-------- SOURCE RECORDS --------
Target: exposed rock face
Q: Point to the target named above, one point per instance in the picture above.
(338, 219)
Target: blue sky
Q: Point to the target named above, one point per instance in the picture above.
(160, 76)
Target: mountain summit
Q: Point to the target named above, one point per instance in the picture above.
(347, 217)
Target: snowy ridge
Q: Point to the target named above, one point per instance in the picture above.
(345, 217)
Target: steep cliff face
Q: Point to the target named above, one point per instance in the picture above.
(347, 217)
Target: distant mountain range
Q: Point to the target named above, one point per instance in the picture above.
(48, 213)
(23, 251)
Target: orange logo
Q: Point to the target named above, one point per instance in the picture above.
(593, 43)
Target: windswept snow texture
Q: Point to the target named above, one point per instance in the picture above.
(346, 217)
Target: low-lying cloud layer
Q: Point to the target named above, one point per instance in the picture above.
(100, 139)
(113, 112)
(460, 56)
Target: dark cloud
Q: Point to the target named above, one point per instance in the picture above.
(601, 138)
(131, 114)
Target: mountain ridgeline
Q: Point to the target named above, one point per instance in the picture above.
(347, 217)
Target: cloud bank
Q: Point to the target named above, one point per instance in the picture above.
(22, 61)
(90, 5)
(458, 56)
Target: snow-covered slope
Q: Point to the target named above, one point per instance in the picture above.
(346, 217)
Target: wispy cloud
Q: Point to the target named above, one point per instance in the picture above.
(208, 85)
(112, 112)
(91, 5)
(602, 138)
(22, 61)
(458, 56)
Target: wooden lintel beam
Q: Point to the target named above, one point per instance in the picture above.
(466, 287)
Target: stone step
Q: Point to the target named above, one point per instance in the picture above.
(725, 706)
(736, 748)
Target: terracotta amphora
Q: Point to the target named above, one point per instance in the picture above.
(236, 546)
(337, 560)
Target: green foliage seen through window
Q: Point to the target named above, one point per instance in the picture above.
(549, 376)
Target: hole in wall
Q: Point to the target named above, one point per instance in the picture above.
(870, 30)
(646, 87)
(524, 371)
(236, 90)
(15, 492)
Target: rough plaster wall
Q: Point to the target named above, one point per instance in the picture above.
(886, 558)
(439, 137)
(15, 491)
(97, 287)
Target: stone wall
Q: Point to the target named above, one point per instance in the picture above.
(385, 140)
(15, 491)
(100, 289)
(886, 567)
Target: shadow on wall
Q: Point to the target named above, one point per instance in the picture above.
--------
PROBLEM TO WORK ON | Output the records above exactly, from their first line through the line that contains "Target: mountain summit", and add nothing.

YOUR SOLUTION |
Target: exposed rock face
Q: Point to the target named above, one point per instance in the picture above.
(338, 219)
Target: blue sky
Q: Point to the target named above, one point per instance in the picture above.
(160, 76)
Target: mountain summit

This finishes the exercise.